[TASK PROMPT]: Write out every line of the material below word for word, but leave out the pictures.

[EXTRACTED RECORDS]:
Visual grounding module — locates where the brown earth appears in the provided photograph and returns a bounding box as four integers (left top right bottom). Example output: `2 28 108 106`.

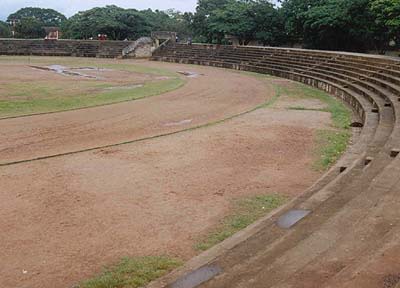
0 59 330 288
0 62 273 164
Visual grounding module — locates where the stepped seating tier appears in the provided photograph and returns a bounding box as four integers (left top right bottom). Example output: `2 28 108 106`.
149 43 400 288
0 39 132 58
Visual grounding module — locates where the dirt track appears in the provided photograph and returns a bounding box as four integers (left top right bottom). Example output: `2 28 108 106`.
0 63 329 288
0 63 273 163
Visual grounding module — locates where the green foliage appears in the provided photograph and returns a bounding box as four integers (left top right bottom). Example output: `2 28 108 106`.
280 0 324 44
7 7 67 39
5 0 400 53
370 0 400 53
195 195 286 251
63 5 151 40
0 21 11 38
63 5 191 40
208 0 256 45
7 7 67 26
15 17 46 39
78 256 182 288
315 130 351 170
303 0 373 51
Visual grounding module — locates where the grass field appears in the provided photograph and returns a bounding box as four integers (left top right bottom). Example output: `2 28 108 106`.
0 57 185 118
280 83 352 170
77 256 182 288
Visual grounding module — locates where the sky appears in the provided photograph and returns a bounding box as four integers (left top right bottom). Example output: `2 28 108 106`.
0 0 197 21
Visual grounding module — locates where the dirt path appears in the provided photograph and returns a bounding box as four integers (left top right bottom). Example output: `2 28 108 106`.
0 63 330 288
0 62 273 164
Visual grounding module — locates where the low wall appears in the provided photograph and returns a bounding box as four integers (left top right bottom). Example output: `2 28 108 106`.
0 39 133 58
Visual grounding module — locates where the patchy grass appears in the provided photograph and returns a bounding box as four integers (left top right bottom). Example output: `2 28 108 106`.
314 130 351 170
0 78 185 118
77 257 182 288
195 195 286 251
284 83 351 129
0 56 185 118
284 84 351 170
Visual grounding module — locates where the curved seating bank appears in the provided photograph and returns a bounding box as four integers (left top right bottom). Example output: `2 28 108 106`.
149 43 400 288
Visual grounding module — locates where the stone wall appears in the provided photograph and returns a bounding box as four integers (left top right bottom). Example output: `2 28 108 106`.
0 39 132 58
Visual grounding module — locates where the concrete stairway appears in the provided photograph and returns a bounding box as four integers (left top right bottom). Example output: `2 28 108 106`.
149 43 400 288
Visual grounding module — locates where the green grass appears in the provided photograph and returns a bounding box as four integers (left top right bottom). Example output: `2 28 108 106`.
195 195 286 251
0 57 186 118
285 83 351 129
314 130 351 170
0 78 185 118
285 84 351 170
77 256 182 288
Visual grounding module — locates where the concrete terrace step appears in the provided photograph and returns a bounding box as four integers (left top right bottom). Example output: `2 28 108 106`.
149 44 400 288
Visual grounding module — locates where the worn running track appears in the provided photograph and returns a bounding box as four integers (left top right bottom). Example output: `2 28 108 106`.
0 62 272 165
0 62 330 288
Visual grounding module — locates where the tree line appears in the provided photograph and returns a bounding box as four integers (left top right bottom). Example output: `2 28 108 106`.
0 0 400 53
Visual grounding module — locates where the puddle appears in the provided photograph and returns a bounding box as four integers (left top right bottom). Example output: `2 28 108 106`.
165 119 193 126
155 76 170 80
178 71 204 78
71 67 108 71
104 84 143 90
30 65 100 79
277 210 311 229
167 265 222 288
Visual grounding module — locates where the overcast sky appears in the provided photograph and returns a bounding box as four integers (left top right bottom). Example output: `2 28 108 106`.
0 0 197 20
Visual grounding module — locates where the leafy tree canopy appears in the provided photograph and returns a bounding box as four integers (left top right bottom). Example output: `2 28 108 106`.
0 21 11 38
7 7 67 26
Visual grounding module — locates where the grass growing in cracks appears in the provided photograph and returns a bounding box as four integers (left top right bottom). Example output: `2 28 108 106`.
285 84 351 170
76 256 183 288
195 195 287 251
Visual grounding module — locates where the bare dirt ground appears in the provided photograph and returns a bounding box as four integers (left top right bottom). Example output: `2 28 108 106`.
0 62 273 163
0 59 330 288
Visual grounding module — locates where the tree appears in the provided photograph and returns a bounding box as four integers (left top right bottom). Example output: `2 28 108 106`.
207 0 256 45
192 0 230 43
0 21 11 38
139 9 193 37
63 5 151 40
253 1 287 46
370 0 400 53
303 0 374 52
278 0 326 45
15 17 46 39
7 7 67 26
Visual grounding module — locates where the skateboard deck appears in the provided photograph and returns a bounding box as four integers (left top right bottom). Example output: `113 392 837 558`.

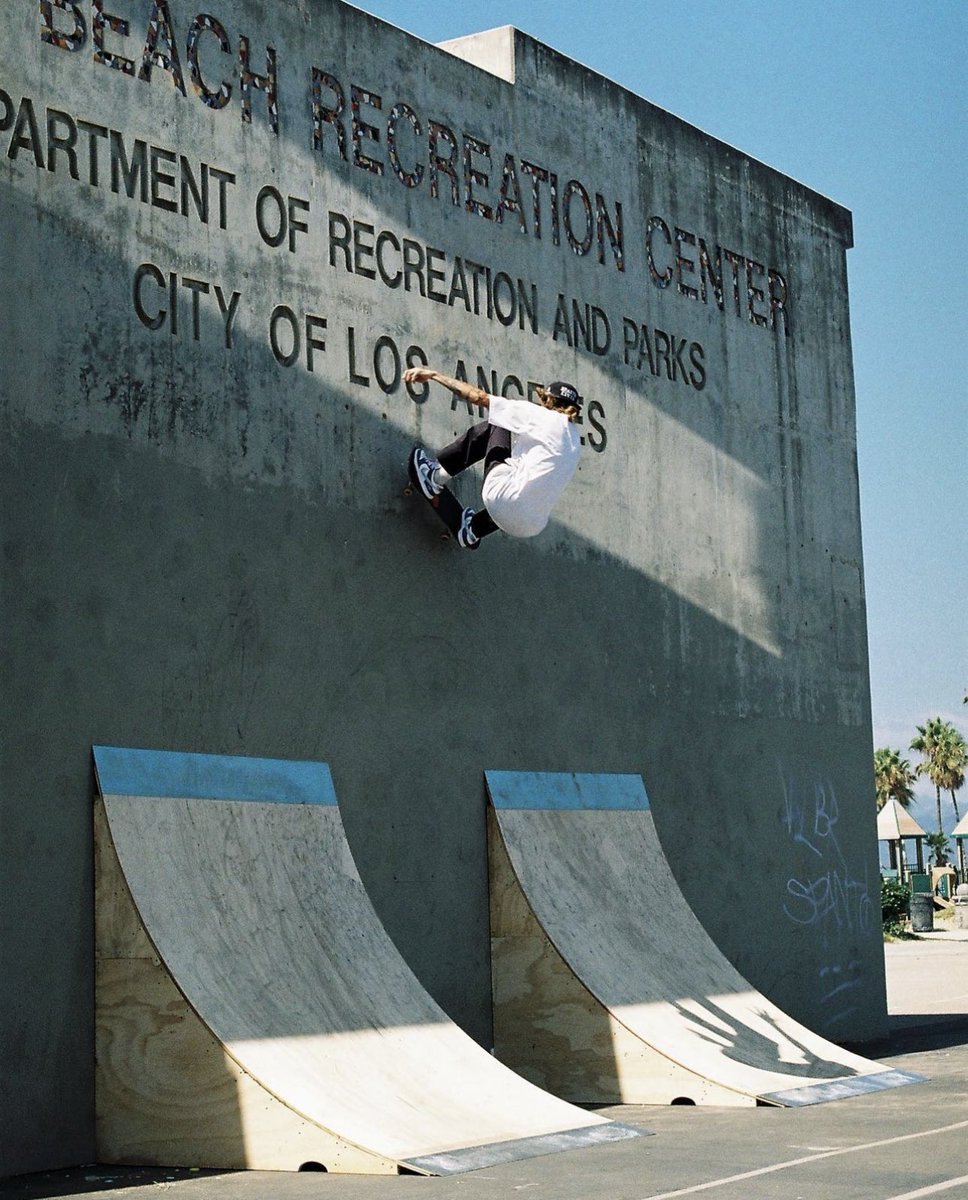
407 460 464 538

[CORRECT RESPONSE]:
Visual grounding module — locates where the brown earth appears in the provided photograph and returns a bounding box as four integers (left top right bottom). Example output: `2 28 108 106`.

0 59 330 288
0 62 273 164
Visual grounding module — locates where the stepped seating tier appears in the provided photograph and returns a bounding box as four integers (left top right bottom). Example output: `2 28 108 106`.
149 43 400 288
0 39 132 58
Visual grounding module — locates where the dirt track appears in the provided photograph and returns a bounding box as four integers (left top right bottom). Example output: `2 28 108 106`.
0 63 329 288
0 63 273 163
Visual grounding module — locates where the green foliage appears in the provided photograph and returns a bounding box as four integers (left top right bottom). Example output: `2 28 108 106`.
280 0 324 44
7 7 67 39
5 0 400 53
370 0 400 53
195 195 286 251
63 5 151 40
0 21 11 38
63 5 191 40
208 0 256 45
7 7 67 26
15 17 46 39
78 256 182 288
315 130 351 170
303 0 373 51
Visual grounding module — locates where the grass field appears in the provided photograph and returns a bounding box as four integers (left top right bottom). Example output: `2 28 108 106`.
0 57 185 118
280 83 352 170
77 256 182 288
Visual grounding module — locates where the sky appears in the provided photograph and returns a bounding box as four integers (left top right bottom). Example output: `2 28 108 106`.
0 0 197 21
Visual grounding module — locates where the dirt path appears in the provided photograph and returns a bounding box as four integers (left top right bottom). Example output: `2 28 108 106`.
0 63 330 288
0 62 273 164
Visual grounding module — locates where the low wall appears in the provided photograph and returns a bounding box as four integers (left top right bottom). Example output: `2 28 108 106`.
0 39 133 58
Visual grounding module — locates where the patchy grass appears in the provided photograph and returns a bounding box as four integers (left top right bottom). Example output: `2 28 108 106`.
314 130 351 170
0 78 185 118
77 257 182 288
195 195 286 251
284 83 351 129
0 56 185 118
284 84 351 170
Visual grounding module — locates where the curved seating bank appears in the provided photograph and returns a bounding box as four integers (left top right bottom). Example output: `2 28 108 106`.
149 43 400 288
Visual grounding module — locates where the stone wall appears in the provided photograph and returns a bounding box as four integers (left top right bottom). Example output: `2 28 108 106`.
0 39 132 58
Visual grounding module — locates where the concrete stairway appears in the provided photograph and returns a bounding box as four integers (left top right bottom). Example output: `2 28 108 106`.
149 43 400 288
Visual grounding module — locates where the green grass appears in the provided photograph and returns a bounding box as four integers (left top right bottom). Example output: `2 28 108 106`.
195 195 286 251
0 57 186 118
285 83 351 129
314 130 351 170
0 78 185 118
285 84 351 170
77 256 182 288
Visual grounding module — locates where the concrete terrace step appears in the provided photograph and returns a bounding box as four integers (left top right bottom). Example output: `2 28 108 106`.
149 44 400 288
Visual grounding module — locates where the worn running track appears in the provided photograph and returns a bounding box as four integers (left top right bottom). Example output: `2 28 108 106`.
0 62 272 165
0 62 330 288
Visual grounding module — locates where the tree line appears in the provided photograph and returns a bounding box as four integers (left top right bottom). Example output: `2 28 108 106`.
0 0 400 53
Visual grounding module — locates where the puddle appears in the provided photograph and returns a bounding box as four integers (left top right bottom). Example output: `2 28 108 106`.
165 119 193 126
155 76 170 80
178 71 204 78
71 67 108 71
104 84 143 90
30 65 100 79
277 210 311 229
167 265 222 288
Visual grounding module — locates where the overcast sky appears in the provided photograph and returns a bounding box as four integers (left top right bottom). Example output: `2 28 108 106`.
0 0 197 20
Visual grounding module — locates where the leafy tree canopy appears in the provided photograph and returns a bounding box as four integers (left top right bottom). Example output: `2 28 108 106`.
0 21 11 38
7 7 67 26
Visual grounding module — locates where the grass growing in cracks appears in the provided photograph and returns a bounding box as four integers (left top right bottom). Example output: `2 28 108 106`.
285 84 351 170
76 256 183 288
195 195 287 251
Visual grounding module — locates where the bare dirt ground appears in the provided photograph and returns a bounding box as four integers (left top right bottom). Example output: `2 28 108 106`.
0 62 273 163
0 59 330 288
Visual grounding module — locates where the tree appears in the provided photograph and returns a bounding box as four integers (left top right bottom). Example output: `2 28 108 106`.
207 0 256 45
192 0 230 43
0 21 11 38
139 9 193 37
63 5 151 40
253 1 287 46
370 0 400 53
303 0 374 52
278 0 326 45
15 17 46 39
7 7 67 26
Visual grounding module — locates where the skateboard deck appears in the provided photograph and returns a bounding box as four integers (left top right bottom). Example output: `113 392 837 558`.

407 460 464 538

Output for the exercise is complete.